But here is where the rubber hits the road, (START SLIDESHOW) just like the portrait of Jesus' perfect body we idealize the perfect human body now more than ever, and our relationships with our bodies are so complicated and loaded that we often cope by ignoring our bodies until they scream at us for attention.

Think about the struggles that land in our bodies: Struggles in our sex lives, with body image, with our relationship to food, our ability to balance rest and work, our relationship with other people's bodies, bodies that don't fit quite so easily into nice categories. We have an insidious cultural habit of demeaning and objectifying bodies in order to sell perfume. And don't get me wrong the Christian church has been the worst, trying to control our sexuality, and creating negative images of our bodies to suppress and oppress certain people with shame.

All of these complications and struggles divorce us from our bodies. Like the leper our bodies are fraught with illness – we are the most addicted, overweight, prescribed adult cohort in human history. These sacred vessels created in God's image are at risk of being subsumed by the quest for the “perfect body.” This dichotomy between our own body and the perfect body - divorce us from our bodies – suppress the beauty that we already are for some ideal or we ignore our bodies because they are loaded with shame

So here's the deal – This leper story is a story about isolation. This man is divorced from his own body, and kicked out of his religious, social and familial support system to battle this disease alone. And to top it off he is isolated from God, in their cultural context, this disease is proof that he has sinned before God and is therefore paying penance for his sins in suffering. So this man is left utterly isolated.

Jesus' miracle here is that he restores this man to his own body. When you have leprosy you lose sensation – you lose your connection to your nerves, which can eventually cause loss of limb. And so when Jesus heals him – he now is restored to his own body. This man is also restored unto his community, and they can now begin tending to the wounds of his soul from the pain of social isolation.

Like the leper we need Jesus to restore us to our own bodies and to restore us to authentic communities that can help us heal.

Why are people cast out in our society because of their bodies? Maybe they are too fat, too thin, too old or too young. Maybe they happen to love the “wrong body.” People are isolated because they are differently-abled, or their bodies carry the weight of illness or chronic struggles. We carry shame around in our bodies, not just eating disorders and a distorted idea of what “healthy” bodies look like but the general feeling that we are unaware of our bodies and our connection to God through them.

__ASSIGNED TASK 1__
Rewrite the paragraph of the passage about bodies that begins "Jesus' miracle here is" as a shorter bulleted list that keeps its main facts.
__ASSIGNED TASK 2__
Reproduce the section of the passage about bodies starting at "So here's the" and ending at "of social isolation.".

__SUPPLIED INFORMATION__
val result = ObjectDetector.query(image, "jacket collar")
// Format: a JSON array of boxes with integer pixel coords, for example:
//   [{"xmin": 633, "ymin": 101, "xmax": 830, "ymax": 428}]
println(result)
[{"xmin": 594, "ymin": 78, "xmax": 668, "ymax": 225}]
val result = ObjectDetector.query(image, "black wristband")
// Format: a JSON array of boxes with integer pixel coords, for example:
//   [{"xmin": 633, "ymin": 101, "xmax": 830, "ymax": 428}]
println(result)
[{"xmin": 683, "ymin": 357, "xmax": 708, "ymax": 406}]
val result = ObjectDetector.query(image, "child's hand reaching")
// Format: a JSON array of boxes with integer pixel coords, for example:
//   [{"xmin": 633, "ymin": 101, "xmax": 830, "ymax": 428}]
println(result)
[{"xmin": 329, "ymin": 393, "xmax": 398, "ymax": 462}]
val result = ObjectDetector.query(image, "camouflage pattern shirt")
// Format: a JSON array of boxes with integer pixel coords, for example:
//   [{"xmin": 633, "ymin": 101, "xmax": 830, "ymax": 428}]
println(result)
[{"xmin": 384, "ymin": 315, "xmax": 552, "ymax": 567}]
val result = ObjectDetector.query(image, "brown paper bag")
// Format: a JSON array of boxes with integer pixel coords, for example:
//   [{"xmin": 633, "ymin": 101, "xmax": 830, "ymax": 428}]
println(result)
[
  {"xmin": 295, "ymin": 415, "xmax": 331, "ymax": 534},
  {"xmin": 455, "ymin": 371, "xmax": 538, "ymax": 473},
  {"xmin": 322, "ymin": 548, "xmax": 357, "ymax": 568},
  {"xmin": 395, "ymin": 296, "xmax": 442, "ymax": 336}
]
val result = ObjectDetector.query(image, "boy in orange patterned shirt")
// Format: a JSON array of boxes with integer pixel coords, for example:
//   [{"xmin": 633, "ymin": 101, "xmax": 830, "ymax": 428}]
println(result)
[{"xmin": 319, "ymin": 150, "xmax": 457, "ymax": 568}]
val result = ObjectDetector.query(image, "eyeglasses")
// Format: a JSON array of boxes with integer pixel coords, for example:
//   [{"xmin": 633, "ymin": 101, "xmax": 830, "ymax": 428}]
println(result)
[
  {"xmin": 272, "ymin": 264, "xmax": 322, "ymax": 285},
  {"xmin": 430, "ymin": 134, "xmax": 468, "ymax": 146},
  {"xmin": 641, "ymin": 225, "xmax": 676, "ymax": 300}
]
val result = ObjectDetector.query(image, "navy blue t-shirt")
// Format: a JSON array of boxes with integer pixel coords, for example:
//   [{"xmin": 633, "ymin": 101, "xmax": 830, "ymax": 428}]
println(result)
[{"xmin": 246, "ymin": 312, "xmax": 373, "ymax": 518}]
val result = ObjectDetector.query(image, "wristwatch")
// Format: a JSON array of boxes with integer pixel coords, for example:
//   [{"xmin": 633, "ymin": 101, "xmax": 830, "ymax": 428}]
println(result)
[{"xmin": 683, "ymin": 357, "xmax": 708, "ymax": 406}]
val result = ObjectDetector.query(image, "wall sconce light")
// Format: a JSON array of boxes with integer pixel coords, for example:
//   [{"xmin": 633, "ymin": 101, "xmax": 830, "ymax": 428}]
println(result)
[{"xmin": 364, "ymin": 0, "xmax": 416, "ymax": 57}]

...

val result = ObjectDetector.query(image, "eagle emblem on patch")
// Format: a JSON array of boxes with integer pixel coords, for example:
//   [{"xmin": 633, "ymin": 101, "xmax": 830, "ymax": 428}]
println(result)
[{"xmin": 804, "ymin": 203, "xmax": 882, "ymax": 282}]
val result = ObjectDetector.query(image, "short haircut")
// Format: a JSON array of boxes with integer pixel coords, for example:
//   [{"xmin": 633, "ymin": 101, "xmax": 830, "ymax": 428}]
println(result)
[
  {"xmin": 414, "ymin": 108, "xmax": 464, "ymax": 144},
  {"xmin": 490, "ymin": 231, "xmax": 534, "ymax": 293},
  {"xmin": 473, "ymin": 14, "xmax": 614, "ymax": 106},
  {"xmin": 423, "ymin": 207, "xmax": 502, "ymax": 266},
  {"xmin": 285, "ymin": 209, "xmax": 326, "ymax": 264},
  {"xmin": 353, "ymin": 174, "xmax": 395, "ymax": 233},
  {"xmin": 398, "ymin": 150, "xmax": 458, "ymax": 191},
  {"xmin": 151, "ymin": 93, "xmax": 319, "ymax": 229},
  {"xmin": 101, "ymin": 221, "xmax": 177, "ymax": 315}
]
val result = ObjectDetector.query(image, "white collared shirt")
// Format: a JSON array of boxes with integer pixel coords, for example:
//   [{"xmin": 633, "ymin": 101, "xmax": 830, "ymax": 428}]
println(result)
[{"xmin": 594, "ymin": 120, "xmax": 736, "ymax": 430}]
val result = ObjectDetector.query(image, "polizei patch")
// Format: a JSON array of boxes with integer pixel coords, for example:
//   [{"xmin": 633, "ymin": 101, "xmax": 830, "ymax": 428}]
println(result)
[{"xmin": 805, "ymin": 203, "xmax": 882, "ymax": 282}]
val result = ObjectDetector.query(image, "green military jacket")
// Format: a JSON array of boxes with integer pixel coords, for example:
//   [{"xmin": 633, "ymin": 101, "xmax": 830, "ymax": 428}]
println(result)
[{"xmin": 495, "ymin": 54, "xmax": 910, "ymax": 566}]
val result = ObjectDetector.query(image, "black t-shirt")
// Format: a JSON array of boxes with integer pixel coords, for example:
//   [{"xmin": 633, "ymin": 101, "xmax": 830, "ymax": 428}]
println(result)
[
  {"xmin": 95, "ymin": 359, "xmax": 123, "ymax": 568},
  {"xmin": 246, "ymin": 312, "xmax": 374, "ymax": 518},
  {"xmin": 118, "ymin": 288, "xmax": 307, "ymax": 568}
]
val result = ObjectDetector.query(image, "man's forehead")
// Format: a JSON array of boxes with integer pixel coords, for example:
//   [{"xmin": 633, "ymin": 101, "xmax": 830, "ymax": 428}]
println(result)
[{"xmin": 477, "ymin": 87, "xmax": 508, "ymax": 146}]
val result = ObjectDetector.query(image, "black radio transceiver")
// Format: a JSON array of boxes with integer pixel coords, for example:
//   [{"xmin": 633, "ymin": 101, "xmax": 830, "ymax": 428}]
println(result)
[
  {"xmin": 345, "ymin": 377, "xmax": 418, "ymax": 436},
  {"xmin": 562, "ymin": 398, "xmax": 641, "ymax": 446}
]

--

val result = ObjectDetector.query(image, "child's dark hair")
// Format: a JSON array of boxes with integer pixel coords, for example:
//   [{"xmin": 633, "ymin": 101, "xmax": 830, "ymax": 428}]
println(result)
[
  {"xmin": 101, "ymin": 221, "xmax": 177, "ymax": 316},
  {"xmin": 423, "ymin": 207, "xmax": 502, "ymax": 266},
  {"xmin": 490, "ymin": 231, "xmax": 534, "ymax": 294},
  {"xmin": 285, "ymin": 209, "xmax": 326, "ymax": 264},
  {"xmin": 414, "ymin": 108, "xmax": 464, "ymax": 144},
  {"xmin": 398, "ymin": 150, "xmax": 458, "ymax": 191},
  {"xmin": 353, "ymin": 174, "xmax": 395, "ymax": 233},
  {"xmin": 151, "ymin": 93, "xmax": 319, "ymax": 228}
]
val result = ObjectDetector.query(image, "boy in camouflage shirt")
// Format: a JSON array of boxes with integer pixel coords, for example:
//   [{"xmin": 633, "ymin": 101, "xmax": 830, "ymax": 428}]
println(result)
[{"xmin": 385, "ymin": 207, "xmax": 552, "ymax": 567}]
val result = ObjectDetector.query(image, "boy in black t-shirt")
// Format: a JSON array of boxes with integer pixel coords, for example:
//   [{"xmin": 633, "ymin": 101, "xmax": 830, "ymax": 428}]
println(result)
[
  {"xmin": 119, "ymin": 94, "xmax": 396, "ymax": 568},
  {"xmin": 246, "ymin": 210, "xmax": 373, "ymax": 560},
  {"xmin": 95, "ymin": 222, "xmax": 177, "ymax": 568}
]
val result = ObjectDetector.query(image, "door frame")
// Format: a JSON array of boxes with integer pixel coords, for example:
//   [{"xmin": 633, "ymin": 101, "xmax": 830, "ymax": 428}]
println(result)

__ANSWER SPACE 1__
- Jesus' miracle is restoring the man to his own body.
- Leprosy causes a loss of sensation and of connection to the nerves, which can eventually lead to loss of limb.
- By healing him, Jesus restores him to his own body.
- The man is also restored to his community, which can now begin tending the wounds to his soul caused by social isolation.

__ANSWER SPACE 2__
So here's the deal – This leper story is a story about isolation. This man is divorced from his own body, and kicked out of his religious, social and familial support system to battle this disease alone. And to top it off he is isolated from God, in their cultural context, this disease is proof that he has sinned before God and is therefore paying penance for his sins in suffering. So this man is left utterly isolated.

Jesus' miracle here is that he restores this man to his own body. When you have leprosy you lose sensation – you lose your connection to your nerves, which can eventually cause loss of limb. And so when Jesus heals him – he now is restored to his own body. This man is also restored unto his community, and they can now begin tending to the wounds of his soul from the pain of social isolation.